YOUR GOAL: Extract the data exactly, missing nothing.

INPUT:
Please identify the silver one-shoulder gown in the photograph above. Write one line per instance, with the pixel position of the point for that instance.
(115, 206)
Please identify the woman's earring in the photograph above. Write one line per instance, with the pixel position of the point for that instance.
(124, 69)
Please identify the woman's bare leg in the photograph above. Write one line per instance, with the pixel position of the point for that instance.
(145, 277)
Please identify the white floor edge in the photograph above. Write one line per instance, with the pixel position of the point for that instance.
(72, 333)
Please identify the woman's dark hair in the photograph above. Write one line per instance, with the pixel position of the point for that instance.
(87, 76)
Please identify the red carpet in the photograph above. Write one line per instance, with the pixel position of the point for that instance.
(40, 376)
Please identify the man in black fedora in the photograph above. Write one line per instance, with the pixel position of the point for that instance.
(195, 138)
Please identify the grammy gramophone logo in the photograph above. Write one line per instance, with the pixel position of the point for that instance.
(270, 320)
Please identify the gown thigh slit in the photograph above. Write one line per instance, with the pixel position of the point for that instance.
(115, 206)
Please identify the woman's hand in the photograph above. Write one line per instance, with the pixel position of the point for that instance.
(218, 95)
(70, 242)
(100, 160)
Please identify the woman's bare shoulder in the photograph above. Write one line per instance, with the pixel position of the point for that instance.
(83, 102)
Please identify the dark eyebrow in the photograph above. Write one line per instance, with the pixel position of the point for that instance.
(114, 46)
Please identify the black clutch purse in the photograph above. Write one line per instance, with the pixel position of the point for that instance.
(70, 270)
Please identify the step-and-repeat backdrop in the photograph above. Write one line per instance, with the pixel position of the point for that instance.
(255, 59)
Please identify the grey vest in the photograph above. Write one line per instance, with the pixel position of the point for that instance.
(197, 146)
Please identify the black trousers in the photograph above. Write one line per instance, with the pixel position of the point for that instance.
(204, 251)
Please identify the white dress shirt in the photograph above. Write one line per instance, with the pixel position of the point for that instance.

SOLVED PROBLEM:
Please identify the silver one-shoulder gown in the photograph above. Write one line per instance, with the pixel position of the point for that instance.
(115, 206)
Please identify the woman's earring in the photograph above. Write one line per instance, with the pixel position of the point for that instance.
(124, 69)
Please identify the woman's bare leg in the photograph above. Write one line per instance, with the pixel position of the point for that instance.
(145, 277)
Please identify the white floor edge in the photograph above. Write one line per instance, with the pixel position of the point for that instance.
(72, 333)
Please identify the woman's dark hair in the photograph above. Write one line per instance, with the pixel position of the point for that instance.
(87, 76)
Please identify the red carpet in the photograph above. Write one line per instance, with the pixel position of the point for that instance.
(40, 376)
Please identify the man in black fedora in the photograph above. Write one line per instance, with the pixel position of the point for that instance.
(195, 138)
Please identify the grammy gramophone logo in the photograph above. Write one line per instance, with the pixel position of the point for that instance.
(270, 320)
Please identify the gown thigh slit in the photograph above. Write one line per instance, with the pixel position of the point for that instance.
(115, 206)
Please identify the woman's hand in the photograph above. Write one line per instance, with the pixel position of the point for that instance.
(218, 95)
(70, 242)
(100, 160)
Please identify the woman's bare shoulder in the photograph above. Write one line per instance, with the pixel position of the point for that instance.
(83, 102)
Please identify the dark eyebrow in the photograph above. Write one line per instance, with the pixel position of the point for that instance.
(114, 46)
Please identify the black clutch purse in the photograph above. Write one line per instance, with the pixel position of the point for that instance.
(70, 270)
Please identify the step-and-repeat backdrop in the photograph above. Write one line per instance, with the pixel position of the point for that instance.
(255, 59)
Please identify the grey vest in the photograph above. Write one line per instance, with the pixel position of the point for that instance.
(197, 146)
Please identify the black trousers in the photograph above. Write one line per instance, with the pixel position of the point for that instance.
(204, 251)
Please identify the white dress shirt in the photograph above. Write one line per instance, with the pixel position of the point for that instance.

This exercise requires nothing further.